■ WHAT THIS TASK INVOLVES ■
Leave out the pictures, and reproduce exactly the lines from the line containing "Query: wet road surface" through the final line of the entries.

[START OF SOURCE MATERIAL]

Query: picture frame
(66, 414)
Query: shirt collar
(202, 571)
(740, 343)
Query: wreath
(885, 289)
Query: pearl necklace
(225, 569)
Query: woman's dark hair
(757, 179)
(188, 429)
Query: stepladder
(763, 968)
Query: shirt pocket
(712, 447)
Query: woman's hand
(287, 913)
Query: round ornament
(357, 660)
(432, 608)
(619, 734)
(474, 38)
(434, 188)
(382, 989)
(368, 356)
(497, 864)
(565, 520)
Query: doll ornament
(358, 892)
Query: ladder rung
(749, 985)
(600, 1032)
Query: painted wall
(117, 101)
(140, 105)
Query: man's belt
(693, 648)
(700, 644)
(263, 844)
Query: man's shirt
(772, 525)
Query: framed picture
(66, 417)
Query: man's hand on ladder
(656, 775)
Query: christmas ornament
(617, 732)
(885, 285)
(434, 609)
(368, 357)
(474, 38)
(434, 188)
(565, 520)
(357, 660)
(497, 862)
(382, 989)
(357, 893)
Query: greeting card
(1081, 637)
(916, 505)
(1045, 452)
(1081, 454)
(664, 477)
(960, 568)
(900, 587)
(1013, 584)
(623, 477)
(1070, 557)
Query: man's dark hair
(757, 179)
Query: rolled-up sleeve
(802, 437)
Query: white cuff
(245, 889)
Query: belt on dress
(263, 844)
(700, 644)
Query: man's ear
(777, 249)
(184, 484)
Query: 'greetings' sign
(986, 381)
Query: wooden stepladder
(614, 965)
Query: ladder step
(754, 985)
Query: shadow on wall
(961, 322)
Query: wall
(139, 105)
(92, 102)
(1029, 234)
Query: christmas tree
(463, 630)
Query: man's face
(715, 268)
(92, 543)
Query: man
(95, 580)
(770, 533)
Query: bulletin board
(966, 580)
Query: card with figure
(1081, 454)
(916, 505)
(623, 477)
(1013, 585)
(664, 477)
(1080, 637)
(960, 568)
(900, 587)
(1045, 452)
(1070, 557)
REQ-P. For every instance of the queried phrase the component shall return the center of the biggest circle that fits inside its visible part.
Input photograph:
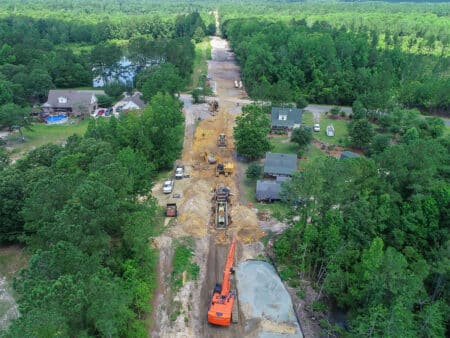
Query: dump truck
(209, 157)
(224, 168)
(221, 215)
(213, 105)
(222, 306)
(222, 141)
(171, 210)
(179, 172)
(222, 219)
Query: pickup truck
(171, 210)
(179, 172)
(168, 186)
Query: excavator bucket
(222, 302)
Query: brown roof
(72, 96)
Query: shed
(348, 154)
(268, 190)
(280, 164)
(286, 118)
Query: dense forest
(77, 208)
(322, 64)
(372, 232)
(82, 209)
(373, 237)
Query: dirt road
(195, 208)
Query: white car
(179, 172)
(168, 186)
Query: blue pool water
(56, 119)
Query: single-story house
(280, 164)
(76, 102)
(128, 103)
(286, 119)
(269, 190)
(348, 154)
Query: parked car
(179, 172)
(168, 186)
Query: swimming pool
(57, 119)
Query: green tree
(104, 100)
(6, 93)
(164, 79)
(251, 132)
(360, 133)
(14, 116)
(302, 136)
(199, 34)
(163, 122)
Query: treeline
(36, 54)
(373, 237)
(284, 62)
(78, 210)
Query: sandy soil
(193, 196)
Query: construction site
(225, 232)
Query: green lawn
(42, 134)
(281, 144)
(340, 128)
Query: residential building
(76, 102)
(286, 119)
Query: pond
(124, 73)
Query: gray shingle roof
(348, 154)
(293, 116)
(72, 96)
(280, 164)
(136, 99)
(266, 190)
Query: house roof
(72, 96)
(348, 154)
(280, 164)
(286, 117)
(266, 190)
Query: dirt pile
(245, 224)
(195, 212)
(266, 314)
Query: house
(76, 102)
(286, 119)
(280, 164)
(269, 190)
(348, 154)
(128, 103)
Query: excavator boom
(221, 306)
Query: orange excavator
(222, 302)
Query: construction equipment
(213, 106)
(209, 157)
(223, 299)
(222, 141)
(171, 210)
(222, 219)
(224, 168)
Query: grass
(12, 259)
(202, 54)
(281, 144)
(41, 134)
(340, 128)
(182, 262)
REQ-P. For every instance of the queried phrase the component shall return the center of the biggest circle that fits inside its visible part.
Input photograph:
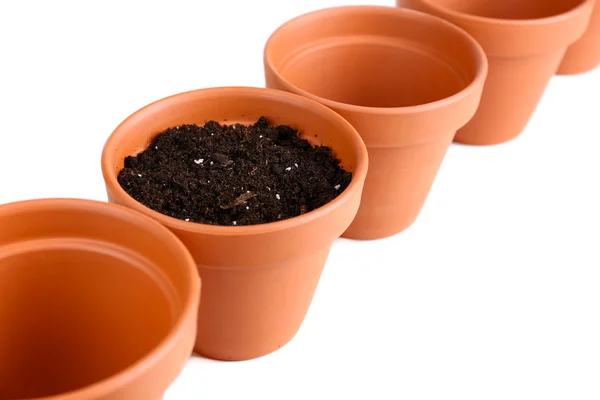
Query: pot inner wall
(510, 9)
(71, 316)
(371, 71)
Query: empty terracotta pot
(97, 302)
(525, 41)
(406, 81)
(257, 281)
(584, 55)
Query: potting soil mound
(234, 174)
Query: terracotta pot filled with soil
(525, 42)
(584, 55)
(258, 184)
(96, 302)
(405, 80)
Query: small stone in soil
(239, 158)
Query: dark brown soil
(233, 175)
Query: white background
(493, 294)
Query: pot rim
(510, 22)
(136, 370)
(358, 175)
(477, 82)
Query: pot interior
(228, 106)
(510, 9)
(71, 317)
(373, 57)
(86, 291)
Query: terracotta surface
(406, 81)
(96, 302)
(525, 41)
(584, 55)
(257, 281)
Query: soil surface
(233, 174)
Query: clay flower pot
(584, 55)
(525, 41)
(406, 81)
(97, 302)
(257, 281)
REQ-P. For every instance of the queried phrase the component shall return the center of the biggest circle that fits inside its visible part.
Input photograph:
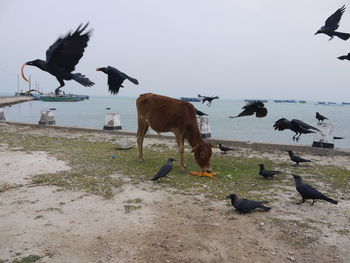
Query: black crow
(296, 126)
(207, 99)
(224, 148)
(200, 113)
(252, 107)
(266, 173)
(297, 159)
(245, 205)
(116, 79)
(320, 117)
(332, 24)
(345, 57)
(62, 57)
(164, 170)
(308, 192)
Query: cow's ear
(194, 148)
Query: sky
(256, 49)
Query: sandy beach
(142, 221)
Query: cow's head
(202, 154)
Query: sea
(91, 114)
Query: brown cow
(165, 114)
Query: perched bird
(332, 24)
(200, 113)
(116, 79)
(252, 107)
(224, 148)
(208, 99)
(62, 57)
(345, 57)
(296, 126)
(297, 159)
(164, 170)
(308, 192)
(245, 205)
(266, 173)
(320, 117)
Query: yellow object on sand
(211, 175)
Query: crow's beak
(24, 77)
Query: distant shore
(8, 101)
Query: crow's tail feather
(82, 80)
(344, 36)
(330, 200)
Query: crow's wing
(67, 51)
(303, 125)
(116, 79)
(308, 192)
(163, 171)
(282, 124)
(261, 112)
(332, 22)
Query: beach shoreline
(9, 101)
(142, 221)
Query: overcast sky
(233, 49)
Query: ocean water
(91, 114)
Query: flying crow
(62, 57)
(345, 57)
(200, 113)
(164, 170)
(207, 99)
(332, 24)
(320, 117)
(296, 126)
(224, 148)
(116, 79)
(266, 173)
(297, 159)
(252, 107)
(245, 205)
(308, 192)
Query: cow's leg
(181, 144)
(141, 131)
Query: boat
(252, 100)
(191, 99)
(63, 97)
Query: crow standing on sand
(116, 79)
(164, 170)
(245, 205)
(308, 192)
(224, 148)
(320, 117)
(207, 99)
(200, 113)
(252, 107)
(296, 126)
(332, 24)
(62, 57)
(297, 159)
(266, 173)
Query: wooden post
(203, 125)
(325, 138)
(47, 118)
(112, 121)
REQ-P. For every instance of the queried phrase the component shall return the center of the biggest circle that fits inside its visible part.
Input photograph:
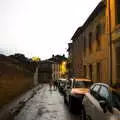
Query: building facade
(113, 35)
(96, 44)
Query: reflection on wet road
(46, 105)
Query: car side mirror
(106, 106)
(103, 105)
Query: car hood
(79, 90)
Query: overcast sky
(41, 27)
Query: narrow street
(46, 105)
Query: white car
(101, 103)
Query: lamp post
(110, 42)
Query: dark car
(74, 93)
(102, 102)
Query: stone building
(96, 44)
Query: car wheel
(83, 115)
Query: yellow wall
(115, 33)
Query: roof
(58, 58)
(96, 11)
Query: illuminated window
(84, 46)
(85, 70)
(98, 72)
(118, 11)
(90, 71)
(98, 33)
(90, 41)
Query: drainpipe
(110, 42)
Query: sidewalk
(14, 107)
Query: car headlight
(79, 96)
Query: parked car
(74, 93)
(61, 84)
(102, 102)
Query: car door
(69, 87)
(101, 96)
(106, 97)
(90, 100)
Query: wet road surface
(46, 105)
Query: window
(84, 46)
(90, 41)
(96, 88)
(85, 70)
(98, 71)
(104, 92)
(94, 91)
(98, 32)
(118, 11)
(90, 72)
(118, 63)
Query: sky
(41, 27)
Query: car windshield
(82, 84)
(116, 99)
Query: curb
(12, 109)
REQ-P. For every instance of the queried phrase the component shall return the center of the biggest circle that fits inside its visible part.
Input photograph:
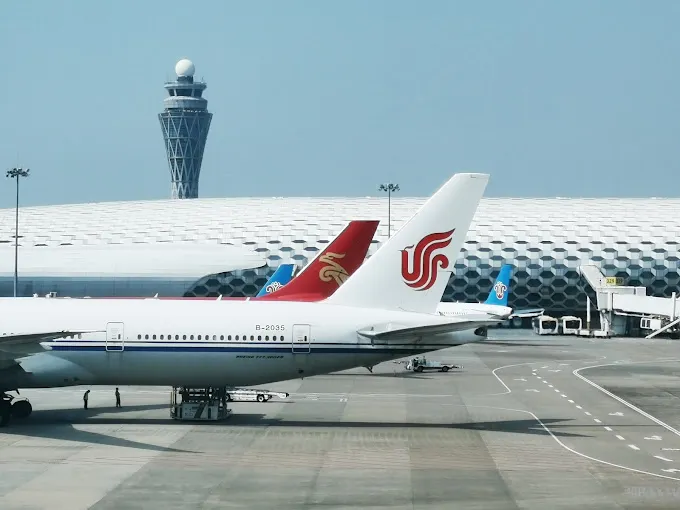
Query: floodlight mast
(389, 188)
(16, 173)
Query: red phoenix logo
(419, 267)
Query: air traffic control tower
(185, 121)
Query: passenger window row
(222, 338)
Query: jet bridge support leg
(665, 328)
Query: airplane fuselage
(202, 343)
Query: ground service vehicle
(421, 364)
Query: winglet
(281, 277)
(501, 287)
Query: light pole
(390, 188)
(15, 173)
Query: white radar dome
(185, 67)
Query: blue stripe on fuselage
(283, 349)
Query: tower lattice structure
(185, 122)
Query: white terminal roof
(266, 228)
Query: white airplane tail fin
(411, 269)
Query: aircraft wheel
(21, 409)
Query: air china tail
(331, 267)
(410, 271)
(281, 277)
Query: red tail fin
(331, 267)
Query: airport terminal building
(229, 246)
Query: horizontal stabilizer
(527, 312)
(392, 331)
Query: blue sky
(311, 98)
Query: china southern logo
(500, 289)
(419, 267)
(333, 271)
(273, 287)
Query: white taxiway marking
(624, 402)
(571, 450)
(508, 390)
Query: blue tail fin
(281, 277)
(501, 287)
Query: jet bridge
(617, 304)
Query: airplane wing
(528, 312)
(391, 331)
(29, 342)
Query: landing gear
(21, 409)
(13, 407)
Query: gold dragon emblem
(333, 271)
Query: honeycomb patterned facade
(545, 239)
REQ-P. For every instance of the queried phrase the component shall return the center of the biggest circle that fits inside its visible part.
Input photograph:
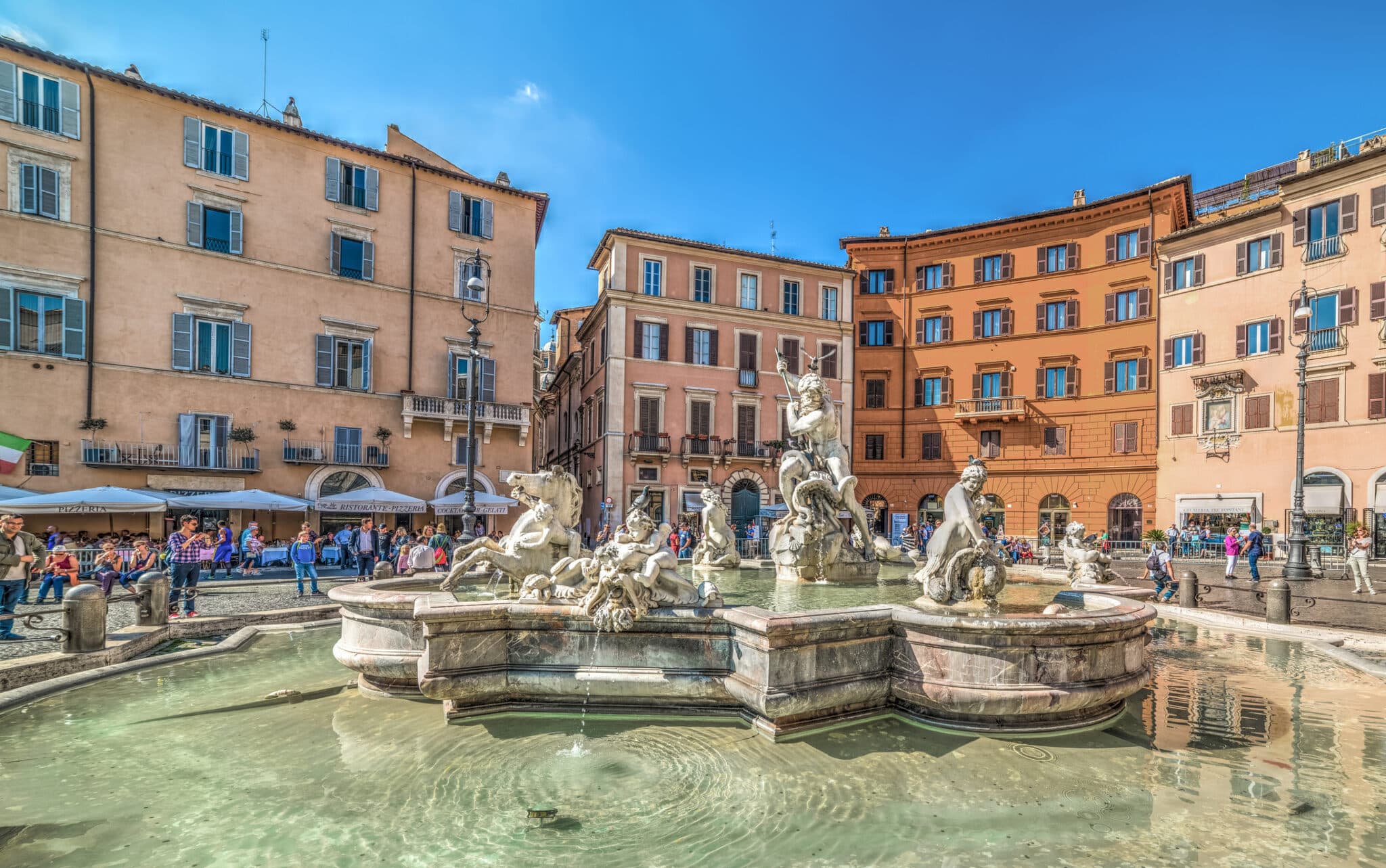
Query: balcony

[END OF SOURCE MATERIAL]

■ RESPONSE FOR THIS EXERCISE ■
Query: wet road surface
(46, 105)
Query: window
(84, 46)
(90, 41)
(96, 88)
(85, 70)
(98, 71)
(104, 92)
(94, 91)
(98, 32)
(118, 11)
(90, 72)
(118, 63)
Query: sky
(41, 27)
Query: car windshield
(82, 84)
(116, 99)
Query: curb
(12, 109)
REQ-P. For every instance of the queried phrase the component shall return the center of the biggest circle that fits inside its visible part.
Input photograph:
Query: floodlight mast
(389, 188)
(16, 173)
Query: red phoenix logo
(419, 267)
Query: air traffic control tower
(185, 121)
Query: passenger window row
(222, 338)
Query: jet bridge support leg
(665, 328)
Query: airplane fuselage
(202, 343)
Query: ground service vehicle
(421, 364)
Query: winglet
(281, 277)
(501, 287)
Query: light pole
(390, 188)
(15, 173)
Query: white radar dome
(185, 67)
Query: blue stripe on fuselage
(283, 349)
Query: tower lattice structure
(185, 122)
Query: white terminal roof
(266, 228)
Query: white airplane tail fin
(411, 269)
Query: aircraft wheel
(21, 409)
Query: air china tail
(331, 267)
(410, 271)
(281, 277)
Query: red tail fin
(331, 267)
Query: airport terminal building
(229, 246)
Query: horizontal stabilizer
(527, 312)
(392, 331)
Query: blue sky
(311, 98)
Query: china southern logo
(500, 289)
(419, 267)
(333, 271)
(273, 287)
Query: white taxiway marking
(624, 402)
(571, 450)
(508, 390)
Query: blue tail fin
(281, 277)
(501, 287)
Query: jet bridge
(617, 304)
Query: airplane wing
(528, 312)
(391, 331)
(29, 342)
Query: landing gear
(21, 409)
(13, 407)
Query: gold dragon emblem
(333, 271)
Query: honeycomb patterned facade
(545, 239)
REQ-P. For every instance of the queried phrase the component shall return the center of the biggest circle that fits inside its visible part.
Input photograph:
Query: balcony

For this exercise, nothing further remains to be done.